#### [Supplied information]
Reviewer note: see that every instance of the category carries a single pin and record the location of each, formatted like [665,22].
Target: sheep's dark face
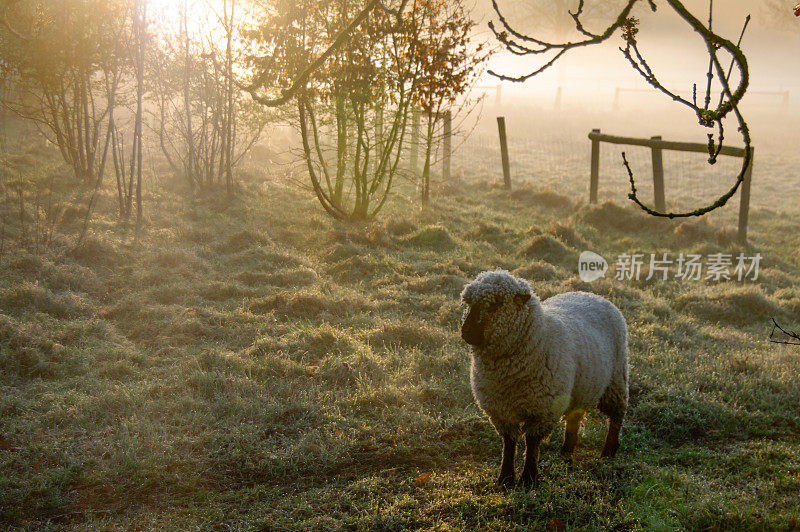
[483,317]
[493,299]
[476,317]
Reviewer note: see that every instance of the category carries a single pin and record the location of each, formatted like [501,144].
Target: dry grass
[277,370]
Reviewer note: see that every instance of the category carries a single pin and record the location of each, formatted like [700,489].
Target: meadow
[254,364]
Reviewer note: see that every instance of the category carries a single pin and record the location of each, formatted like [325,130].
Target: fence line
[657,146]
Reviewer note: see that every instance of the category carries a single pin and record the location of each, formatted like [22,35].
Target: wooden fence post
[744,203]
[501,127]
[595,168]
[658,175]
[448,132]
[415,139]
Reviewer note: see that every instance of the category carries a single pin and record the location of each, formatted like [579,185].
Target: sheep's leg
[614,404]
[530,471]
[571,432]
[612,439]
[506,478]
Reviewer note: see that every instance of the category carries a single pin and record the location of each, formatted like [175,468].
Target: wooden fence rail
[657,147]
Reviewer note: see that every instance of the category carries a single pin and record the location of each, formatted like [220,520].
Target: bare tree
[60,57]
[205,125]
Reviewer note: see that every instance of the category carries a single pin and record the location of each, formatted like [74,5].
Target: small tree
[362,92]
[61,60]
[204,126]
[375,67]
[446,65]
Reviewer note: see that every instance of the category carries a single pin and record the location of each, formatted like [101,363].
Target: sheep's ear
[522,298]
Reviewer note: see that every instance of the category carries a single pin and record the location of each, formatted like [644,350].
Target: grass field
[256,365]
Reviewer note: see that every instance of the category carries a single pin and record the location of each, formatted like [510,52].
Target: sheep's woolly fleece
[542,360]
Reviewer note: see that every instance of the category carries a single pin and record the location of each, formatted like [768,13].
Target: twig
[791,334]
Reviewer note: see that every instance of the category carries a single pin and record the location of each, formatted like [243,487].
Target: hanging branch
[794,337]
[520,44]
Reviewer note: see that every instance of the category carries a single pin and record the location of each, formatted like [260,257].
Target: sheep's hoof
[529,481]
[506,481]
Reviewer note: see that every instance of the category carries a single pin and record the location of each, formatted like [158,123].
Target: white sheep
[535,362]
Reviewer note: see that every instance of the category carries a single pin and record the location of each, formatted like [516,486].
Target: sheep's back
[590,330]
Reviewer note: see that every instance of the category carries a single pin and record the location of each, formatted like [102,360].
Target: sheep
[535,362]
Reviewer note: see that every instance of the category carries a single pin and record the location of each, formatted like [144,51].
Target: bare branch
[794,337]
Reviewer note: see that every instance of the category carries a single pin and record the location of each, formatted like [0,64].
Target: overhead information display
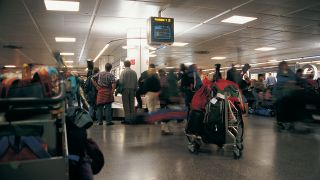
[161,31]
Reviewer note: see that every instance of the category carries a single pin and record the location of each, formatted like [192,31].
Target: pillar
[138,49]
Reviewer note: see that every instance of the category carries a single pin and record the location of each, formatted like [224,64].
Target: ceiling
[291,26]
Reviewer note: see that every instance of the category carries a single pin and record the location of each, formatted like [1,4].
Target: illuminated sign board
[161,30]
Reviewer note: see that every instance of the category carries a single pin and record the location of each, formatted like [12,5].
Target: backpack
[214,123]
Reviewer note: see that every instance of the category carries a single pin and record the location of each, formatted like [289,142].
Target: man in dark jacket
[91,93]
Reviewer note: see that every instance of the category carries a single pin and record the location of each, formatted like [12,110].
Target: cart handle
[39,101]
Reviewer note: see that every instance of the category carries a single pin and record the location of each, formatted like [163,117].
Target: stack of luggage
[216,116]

#### [Required work]
Copy the lines starting at the line that contains "formatted like [158,123]." and running to the final line of the entries, inclusive; omit all pictures.

#### [Finished answer]
Reviewer note: see that every instance of the category carries a single pin and record the location of each, formatted like [158,123].
Target: white sheep
[535,362]
Reviewer note: see that every instance of the category carries a single pin and record the location of each, formatted like [516,486].
Target: sheep's back
[590,330]
Reviewer note: see that every instance of the category carries a single pin and record the location of each, formatted like [102,360].
Target: sheep
[535,362]
Reviewer note: see that every instance of the category carries a single pin and record the location of each, formatted like [144,51].
Target: bare branch
[794,337]
Reviewer note: see that every instance of the category carries a single pin and record the location of each, formatted like [0,64].
Target: overhead information display
[161,31]
Reviewer note: see that every instance of the category carries a single pin and record the location of each, formatted like [192,31].
Target: pillar
[138,49]
Reviewer note: see that every instance of the category carries a single pin and record the location of each, formatted like [224,64].
Target: ceiling
[291,26]
Reviewer note: see that every instance of the category carries a single pin and record the location of each, formatted like [1,4].
Target: illuminated sign board
[161,30]
Reviewer note: see that every instance of the category carries a single pin and record the location of each, formatted like [12,5].
Target: backpack
[214,123]
Reviewer note: see that every instance of the category carries a single pin and record the location of each, formatted like [289,142].
Target: man in dark jacket
[91,93]
Reviewer note: see that every instance of the category carries a single pin and record the location of each, formatted like [12,110].
Target: cart handle
[39,101]
Reviewer note: see that every instance of the category carries a single pin and record the location of each, formatted like [163,117].
Target: stack of luggage
[216,116]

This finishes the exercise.